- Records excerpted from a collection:
============================================================
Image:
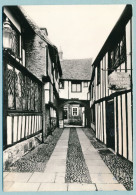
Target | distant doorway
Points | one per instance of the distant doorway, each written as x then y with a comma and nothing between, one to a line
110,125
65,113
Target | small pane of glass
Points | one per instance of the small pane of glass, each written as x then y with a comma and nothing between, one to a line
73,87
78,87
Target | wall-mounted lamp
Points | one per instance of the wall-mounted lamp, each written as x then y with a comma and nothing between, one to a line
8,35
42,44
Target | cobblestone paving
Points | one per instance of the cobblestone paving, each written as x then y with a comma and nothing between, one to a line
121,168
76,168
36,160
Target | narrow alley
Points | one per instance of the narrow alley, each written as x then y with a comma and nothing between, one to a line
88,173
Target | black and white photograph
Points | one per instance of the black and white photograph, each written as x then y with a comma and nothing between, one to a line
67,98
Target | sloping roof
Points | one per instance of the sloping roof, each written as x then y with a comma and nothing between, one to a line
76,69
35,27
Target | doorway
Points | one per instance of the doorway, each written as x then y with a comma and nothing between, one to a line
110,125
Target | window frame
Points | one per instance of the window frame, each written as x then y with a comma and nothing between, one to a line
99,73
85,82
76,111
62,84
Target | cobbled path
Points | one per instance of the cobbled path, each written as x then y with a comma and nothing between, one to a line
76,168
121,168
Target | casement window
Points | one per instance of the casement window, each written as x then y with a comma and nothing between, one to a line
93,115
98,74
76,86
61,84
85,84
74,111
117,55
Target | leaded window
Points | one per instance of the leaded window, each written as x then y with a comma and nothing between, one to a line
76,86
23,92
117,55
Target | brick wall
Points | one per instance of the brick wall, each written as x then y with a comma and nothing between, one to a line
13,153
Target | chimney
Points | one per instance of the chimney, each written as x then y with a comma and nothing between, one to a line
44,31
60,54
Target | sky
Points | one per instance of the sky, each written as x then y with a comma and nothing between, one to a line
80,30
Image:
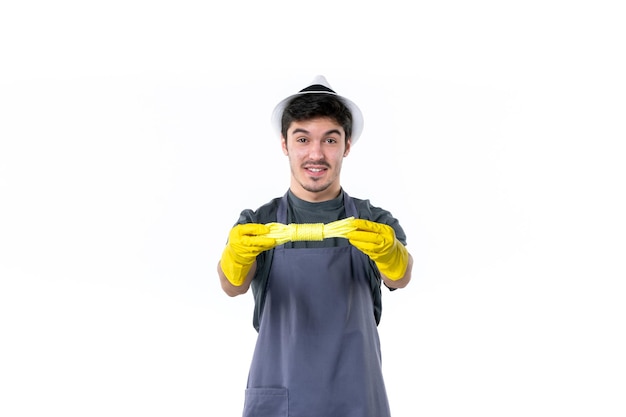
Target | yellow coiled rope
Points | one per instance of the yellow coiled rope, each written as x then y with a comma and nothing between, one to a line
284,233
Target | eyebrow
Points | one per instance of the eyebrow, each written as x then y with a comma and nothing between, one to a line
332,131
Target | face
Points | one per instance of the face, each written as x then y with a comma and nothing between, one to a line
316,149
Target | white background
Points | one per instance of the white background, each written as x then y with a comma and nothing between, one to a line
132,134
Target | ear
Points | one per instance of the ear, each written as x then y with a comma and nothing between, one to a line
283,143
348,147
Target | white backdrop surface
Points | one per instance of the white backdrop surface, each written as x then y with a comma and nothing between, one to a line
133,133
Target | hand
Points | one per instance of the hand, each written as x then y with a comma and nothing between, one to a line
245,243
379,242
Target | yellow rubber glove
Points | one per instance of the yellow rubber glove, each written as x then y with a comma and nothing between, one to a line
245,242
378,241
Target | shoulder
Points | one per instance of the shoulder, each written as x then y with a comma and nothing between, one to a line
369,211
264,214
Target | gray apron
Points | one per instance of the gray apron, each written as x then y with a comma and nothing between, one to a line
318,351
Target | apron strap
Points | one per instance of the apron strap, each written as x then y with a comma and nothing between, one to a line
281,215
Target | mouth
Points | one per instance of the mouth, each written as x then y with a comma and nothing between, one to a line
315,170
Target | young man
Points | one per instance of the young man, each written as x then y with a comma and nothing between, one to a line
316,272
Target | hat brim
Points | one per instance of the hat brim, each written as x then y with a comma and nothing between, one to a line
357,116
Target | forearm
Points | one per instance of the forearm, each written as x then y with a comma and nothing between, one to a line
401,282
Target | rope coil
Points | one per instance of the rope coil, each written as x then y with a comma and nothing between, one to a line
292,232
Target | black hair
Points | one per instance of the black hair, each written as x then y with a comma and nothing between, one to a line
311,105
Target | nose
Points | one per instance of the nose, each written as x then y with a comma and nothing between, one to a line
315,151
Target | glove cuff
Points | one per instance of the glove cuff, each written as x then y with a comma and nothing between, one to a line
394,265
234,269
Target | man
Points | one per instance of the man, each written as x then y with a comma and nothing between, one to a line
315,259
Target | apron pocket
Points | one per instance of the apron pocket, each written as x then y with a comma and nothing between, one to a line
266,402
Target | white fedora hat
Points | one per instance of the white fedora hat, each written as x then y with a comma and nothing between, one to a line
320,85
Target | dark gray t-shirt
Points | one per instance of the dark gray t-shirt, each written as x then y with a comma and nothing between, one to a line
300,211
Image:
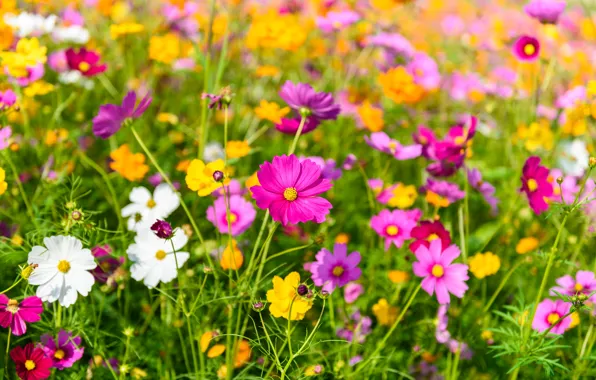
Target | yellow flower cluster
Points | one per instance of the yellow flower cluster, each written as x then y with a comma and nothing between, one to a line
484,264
============================================================
- What you should do: Please rewrite the material from the line containing "Target | dark gray t-shirt" through the end, including both ends, with each x,y coordinate in the answers scaled by 2.6 and rounded to whole numbers, halves up, and the request lines unchanged. Leave the pictures out.

- Response to this exercise:
Target | dark gray t-shirt
Points | one per instance of the dark gray t-shirt, each written as x then y with a comma and nothing between, one to a line
780,549
Image:
Target | yellow flower cluster
Points | one per instance of the yellow flower cluster, each written as x then y with a comma and nothing between, one to a line
1258,686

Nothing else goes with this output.